__Problems and tasks__:
(a) According to the shock therapy passage, why did psychiatrists in the 1930s think that causing seizures in people considered mad would help them?
(b) Update the shock therapy passage between "Seizures per se, of" and "seizures, in ‘schizophrenics’.", inclusive, replacing "grand mal seizures" with "tonic-clonic seizures".

The anaesthetic means that you are asleep while this happens. The muscle relaxant reduces the movement of the fit.
It is given as a course of treatments twice a week, typically for 3-8 weeks.

The most common response I get when mentioning shock therapy beyond mental health circles is: ‘Are we seriously still doing that?’ To grasp the persistence of this treatment, you need to go back in time. Electroconvulsive therapy (ECT) joins a long tradition of applying extreme physical procedures to distressed or distressing people: harsh laxatives, bloodletting, blistering of the forehead, rotating chairs, surprise baths, being packed in ice, inoculation of scabies, force-feeding chimney soot and wood lice and, briefly at the beginning of the 20th century in the US, surgically removing teeth, testicles, ovaries, gall bladders and colons. The 20th century witnessed malaria-induced fevers, insulin-induced comas and a range of ‘psychosurgery’ procedures including hammering an ice-pick-shaped instrument into the brain via the eye socket (‘prefrontal leucotomy’) and insertion of radioactive yttrium (Y90) into the brain (‘subcaudate tractotomy’). All these ‘treatments’ were administered by practitioners who, in their time, genuinely believed that they were helping people.

Seizures per se, of course, were always considered the symptom of an illness rather than a cure. So, why, in the 1930s, did some Italian psychiatrists come up with the idea that it would be helpful to cause grand mal seizures in people considered mad? The key is a theory of the era positing that epilepsy couldn’t exist alongside a group of symptoms lumped together and called ‘schizophrenia’. So, while some doctors started treating epilepsy by injecting blood from people diagnosed with ‘schizophrenia’, psychiatrists were exploring ways to induce epilepsy, or at least epileptic seizures, in ‘schizophrenics’.

[Region pointing data]
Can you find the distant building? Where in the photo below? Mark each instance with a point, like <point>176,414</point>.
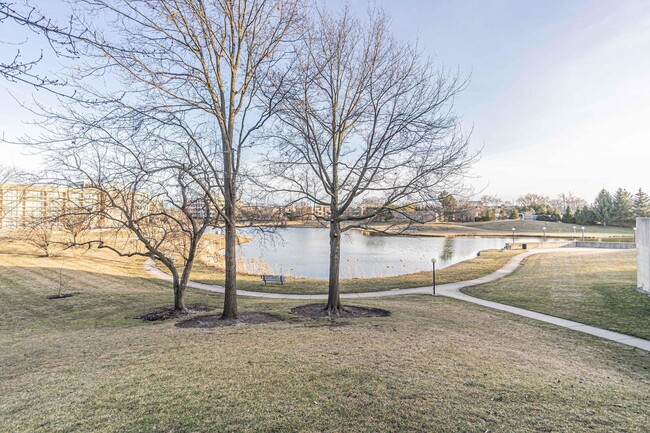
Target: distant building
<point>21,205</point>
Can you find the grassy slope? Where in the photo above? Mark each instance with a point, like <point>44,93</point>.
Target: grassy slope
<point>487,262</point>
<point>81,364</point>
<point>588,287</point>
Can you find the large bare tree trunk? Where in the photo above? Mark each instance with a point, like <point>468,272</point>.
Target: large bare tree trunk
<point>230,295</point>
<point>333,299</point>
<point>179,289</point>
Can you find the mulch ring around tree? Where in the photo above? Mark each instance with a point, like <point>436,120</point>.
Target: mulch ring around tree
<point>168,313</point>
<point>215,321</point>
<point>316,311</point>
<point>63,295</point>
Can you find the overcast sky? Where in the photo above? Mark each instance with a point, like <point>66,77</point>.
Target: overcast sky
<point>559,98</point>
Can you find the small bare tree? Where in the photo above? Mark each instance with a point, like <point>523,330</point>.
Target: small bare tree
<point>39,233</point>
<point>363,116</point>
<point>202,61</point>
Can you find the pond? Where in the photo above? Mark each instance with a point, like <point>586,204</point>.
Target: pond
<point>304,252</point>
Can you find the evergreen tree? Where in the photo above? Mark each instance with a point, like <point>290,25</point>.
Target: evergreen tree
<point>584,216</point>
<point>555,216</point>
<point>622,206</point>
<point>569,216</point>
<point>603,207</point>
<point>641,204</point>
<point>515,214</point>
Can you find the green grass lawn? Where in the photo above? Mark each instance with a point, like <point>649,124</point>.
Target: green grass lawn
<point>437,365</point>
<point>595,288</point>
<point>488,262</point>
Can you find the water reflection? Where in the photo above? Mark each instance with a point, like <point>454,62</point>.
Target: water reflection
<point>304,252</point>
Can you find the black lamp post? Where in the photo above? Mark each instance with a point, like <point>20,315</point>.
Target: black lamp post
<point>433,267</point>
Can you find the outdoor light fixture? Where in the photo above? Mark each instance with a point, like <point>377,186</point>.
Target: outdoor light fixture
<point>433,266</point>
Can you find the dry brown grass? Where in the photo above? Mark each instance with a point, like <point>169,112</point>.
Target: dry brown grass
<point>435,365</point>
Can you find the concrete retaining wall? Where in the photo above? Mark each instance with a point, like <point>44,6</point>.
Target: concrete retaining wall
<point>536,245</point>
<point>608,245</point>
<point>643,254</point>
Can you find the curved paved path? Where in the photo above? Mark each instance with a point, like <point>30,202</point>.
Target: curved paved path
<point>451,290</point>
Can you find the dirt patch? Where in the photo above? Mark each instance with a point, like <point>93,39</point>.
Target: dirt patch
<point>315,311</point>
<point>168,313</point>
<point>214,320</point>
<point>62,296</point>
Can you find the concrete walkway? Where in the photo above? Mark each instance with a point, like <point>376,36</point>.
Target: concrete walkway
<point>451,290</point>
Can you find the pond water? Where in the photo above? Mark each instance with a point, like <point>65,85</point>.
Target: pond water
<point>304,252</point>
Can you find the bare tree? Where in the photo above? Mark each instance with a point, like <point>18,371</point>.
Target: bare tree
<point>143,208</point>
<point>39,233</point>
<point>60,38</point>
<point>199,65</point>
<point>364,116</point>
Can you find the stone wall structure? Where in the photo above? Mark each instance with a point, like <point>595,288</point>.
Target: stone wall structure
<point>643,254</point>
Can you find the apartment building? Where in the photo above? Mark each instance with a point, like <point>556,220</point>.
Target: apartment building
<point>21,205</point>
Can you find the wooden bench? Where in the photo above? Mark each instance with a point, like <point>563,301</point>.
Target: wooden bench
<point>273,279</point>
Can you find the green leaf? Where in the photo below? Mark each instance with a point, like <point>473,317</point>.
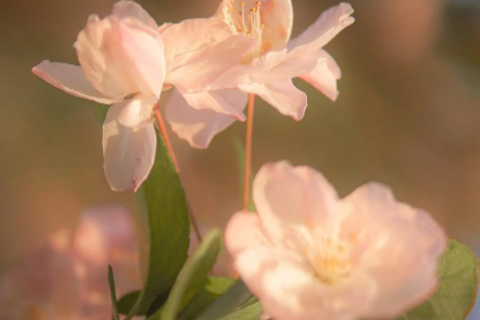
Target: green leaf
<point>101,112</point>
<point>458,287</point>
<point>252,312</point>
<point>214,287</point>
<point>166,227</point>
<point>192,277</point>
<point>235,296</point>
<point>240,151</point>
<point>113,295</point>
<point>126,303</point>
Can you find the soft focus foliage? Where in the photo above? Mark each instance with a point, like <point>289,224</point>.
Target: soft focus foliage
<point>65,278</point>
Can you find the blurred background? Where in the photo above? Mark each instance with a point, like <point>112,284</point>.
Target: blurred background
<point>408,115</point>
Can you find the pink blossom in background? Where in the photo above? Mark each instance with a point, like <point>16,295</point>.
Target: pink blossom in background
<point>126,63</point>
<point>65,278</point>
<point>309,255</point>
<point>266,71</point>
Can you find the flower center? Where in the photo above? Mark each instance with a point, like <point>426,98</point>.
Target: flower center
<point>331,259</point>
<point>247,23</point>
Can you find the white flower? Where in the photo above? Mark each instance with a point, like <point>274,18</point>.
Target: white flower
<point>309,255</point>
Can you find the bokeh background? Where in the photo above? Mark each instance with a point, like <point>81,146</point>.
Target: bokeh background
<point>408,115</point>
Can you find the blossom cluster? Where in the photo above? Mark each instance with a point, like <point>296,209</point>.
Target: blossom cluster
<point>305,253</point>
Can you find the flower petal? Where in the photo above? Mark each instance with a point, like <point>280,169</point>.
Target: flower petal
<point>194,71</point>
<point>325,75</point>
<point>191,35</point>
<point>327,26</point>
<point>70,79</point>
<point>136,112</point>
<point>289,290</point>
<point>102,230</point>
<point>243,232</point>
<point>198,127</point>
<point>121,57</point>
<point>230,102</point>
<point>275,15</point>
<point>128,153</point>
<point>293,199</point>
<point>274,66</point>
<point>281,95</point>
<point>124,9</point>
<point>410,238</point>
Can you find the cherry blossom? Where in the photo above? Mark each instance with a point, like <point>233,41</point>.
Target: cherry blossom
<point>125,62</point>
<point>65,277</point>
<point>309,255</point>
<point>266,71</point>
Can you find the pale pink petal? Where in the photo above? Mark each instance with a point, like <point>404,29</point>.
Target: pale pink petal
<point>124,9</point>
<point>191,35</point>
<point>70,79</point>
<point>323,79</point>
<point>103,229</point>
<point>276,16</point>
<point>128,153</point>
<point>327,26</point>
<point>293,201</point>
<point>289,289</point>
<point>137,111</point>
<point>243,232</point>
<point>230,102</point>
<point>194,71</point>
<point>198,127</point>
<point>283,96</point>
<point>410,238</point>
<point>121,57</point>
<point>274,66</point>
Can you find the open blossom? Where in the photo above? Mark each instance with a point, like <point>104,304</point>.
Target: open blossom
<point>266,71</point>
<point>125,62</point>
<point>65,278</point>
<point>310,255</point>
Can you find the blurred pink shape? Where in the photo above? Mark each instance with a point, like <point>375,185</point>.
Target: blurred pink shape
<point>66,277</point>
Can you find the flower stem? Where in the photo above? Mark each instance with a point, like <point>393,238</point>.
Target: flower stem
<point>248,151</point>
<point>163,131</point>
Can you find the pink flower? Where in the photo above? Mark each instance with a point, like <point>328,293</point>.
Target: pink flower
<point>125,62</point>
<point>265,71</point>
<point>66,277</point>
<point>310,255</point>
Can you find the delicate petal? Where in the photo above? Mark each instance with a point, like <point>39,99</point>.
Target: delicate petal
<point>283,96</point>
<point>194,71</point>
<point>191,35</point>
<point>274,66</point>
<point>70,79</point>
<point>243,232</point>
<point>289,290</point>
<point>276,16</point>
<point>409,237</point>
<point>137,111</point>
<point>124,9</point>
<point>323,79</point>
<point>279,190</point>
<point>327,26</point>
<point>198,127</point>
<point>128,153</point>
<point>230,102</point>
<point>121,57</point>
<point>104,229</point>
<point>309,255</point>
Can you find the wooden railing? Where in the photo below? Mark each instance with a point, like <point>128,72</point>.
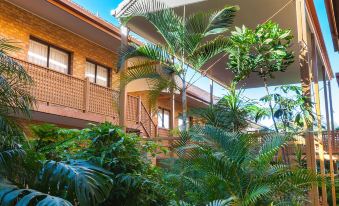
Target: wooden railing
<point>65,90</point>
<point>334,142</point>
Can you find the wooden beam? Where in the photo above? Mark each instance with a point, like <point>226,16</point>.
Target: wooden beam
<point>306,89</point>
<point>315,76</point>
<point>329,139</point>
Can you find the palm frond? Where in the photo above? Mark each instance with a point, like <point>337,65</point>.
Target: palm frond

__Response list__:
(a) A theory of that era held that epilepsy could not exist alongside the group of symptoms called "schizophrenia." Psychiatrists therefore looked for ways to induce epilepsy, or at least epileptic seizures, in people diagnosed with "schizophrenia."

(b)
Seizures per se, of course, were always considered the symptom of an illness rather than a cure. So, why, in the 1930s, did some Italian psychiatrists come up with the idea that it would be helpful to cause tonic-clonic seizures in people considered mad? The key is a theory of the era positing that epilepsy couldn’t exist alongside a group of symptoms lumped together and called ‘schizophrenia’. So, while some doctors started treating epilepsy by injecting blood from people diagnosed with ‘schizophrenia’, psychiatrists were exploring ways to induce epilepsy, or at least epileptic seizures, in ‘schizophrenics’.